Pointing and labeling entries
════
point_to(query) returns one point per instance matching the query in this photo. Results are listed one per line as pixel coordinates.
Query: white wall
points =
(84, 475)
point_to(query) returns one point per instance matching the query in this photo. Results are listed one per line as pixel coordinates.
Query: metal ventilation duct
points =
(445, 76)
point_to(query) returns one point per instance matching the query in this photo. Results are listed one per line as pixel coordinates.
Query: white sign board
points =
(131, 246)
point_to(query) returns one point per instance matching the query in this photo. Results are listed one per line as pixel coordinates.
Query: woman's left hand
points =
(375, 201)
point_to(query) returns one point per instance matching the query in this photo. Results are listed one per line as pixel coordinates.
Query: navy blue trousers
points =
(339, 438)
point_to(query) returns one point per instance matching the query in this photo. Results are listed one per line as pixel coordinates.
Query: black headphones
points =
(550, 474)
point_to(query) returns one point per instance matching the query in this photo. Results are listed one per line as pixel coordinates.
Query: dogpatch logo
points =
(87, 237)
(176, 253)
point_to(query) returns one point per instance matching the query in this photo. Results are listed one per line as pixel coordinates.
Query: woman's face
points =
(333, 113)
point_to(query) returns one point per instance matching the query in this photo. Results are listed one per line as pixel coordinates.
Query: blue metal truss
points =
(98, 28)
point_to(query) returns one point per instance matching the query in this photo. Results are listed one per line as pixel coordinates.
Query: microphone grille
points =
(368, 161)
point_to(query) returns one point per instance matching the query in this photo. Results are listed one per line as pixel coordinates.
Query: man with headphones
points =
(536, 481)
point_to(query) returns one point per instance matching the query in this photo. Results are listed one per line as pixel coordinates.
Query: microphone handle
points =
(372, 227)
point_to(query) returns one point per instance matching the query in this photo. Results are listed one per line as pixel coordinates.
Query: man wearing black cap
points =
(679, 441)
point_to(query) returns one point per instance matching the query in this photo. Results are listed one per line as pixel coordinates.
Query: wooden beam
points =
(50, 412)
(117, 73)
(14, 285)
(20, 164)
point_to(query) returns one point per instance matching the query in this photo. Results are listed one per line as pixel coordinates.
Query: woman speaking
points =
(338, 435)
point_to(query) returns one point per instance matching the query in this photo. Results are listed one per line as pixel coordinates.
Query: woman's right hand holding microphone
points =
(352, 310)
════
(Instructions for the task) Copy down the material exactly as written.

(Response for this exercise)
point_to(query) returns one point per instance matching the query in this photo. Results are listed one per line as pixel coordinates.
Query: white wall
points =
(84, 475)
point_to(query) returns one point per instance matching the query in this photo. Results are listed one per line as pixel coordinates.
Query: metal ventilation duct
points =
(445, 76)
point_to(query) returns one point per instance matching the query in this photo. Results are listed one per line as pixel coordinates.
Query: white sign board
points =
(131, 246)
point_to(query) returns one point per instance matching the query in this photo. Results are listed one per line as pixel coordinates.
Query: woman's left hand
points =
(375, 201)
point_to(query) returns one point per instance matching the query in this photo. Results are listed one per line as pixel coordinates.
Query: navy blue trousers
points =
(339, 438)
point_to(query) returns one point per instance matching the query in this photo. Results are listed one per line as pixel coordinates.
Query: black headphones
points =
(550, 474)
point_to(query) returns one point per instance matching the query in this photo. Results are listed one per line as pixel coordinates.
Query: dogpatch logo
points =
(87, 237)
(176, 253)
point_to(query) returns one point per instance matching the query in this photo. Results are listed one per line as pixel coordinates.
Query: woman's face
points =
(333, 113)
point_to(query) returns one point per instance matching the query in this photo. Results are listed one per line as pixel coordinates.
Query: blue metal truss
points =
(98, 28)
point_to(query) returns one point per instance matching the query in this photo. Results are listed one per line as pixel coordinates.
Query: microphone grille
points =
(368, 161)
point_to(query) returns one point per instance matching the query in this photo. Results are listed one per line as pixel coordinates.
Query: man with headphones
points =
(536, 481)
point_to(query) returns one point per instance matching the query in this photo. Results are listed one per line as pixel coordinates.
Query: microphone handle
points =
(372, 227)
point_to(query) returns one point per instance matching the query in this photo. Results are listed one per line as pixel coordinates.
Query: man wearing black cap
points =
(679, 441)
point_to(query) returns one point per instance matching the query in this photo. Results are listed one per line as pixel coordinates.
Query: wooden beam
points =
(50, 412)
(117, 73)
(14, 285)
(20, 164)
point_to(query) returns one point per instance matching the query in this photo. Results are listed one per line as pixel coordinates.
Query: woman speaking
points =
(338, 435)
point_to(query) returns one point per instance matching the query in this photo. Results are listed one per line as pixel coordinates.
Query: woman's right hand holding microphone
points =
(352, 310)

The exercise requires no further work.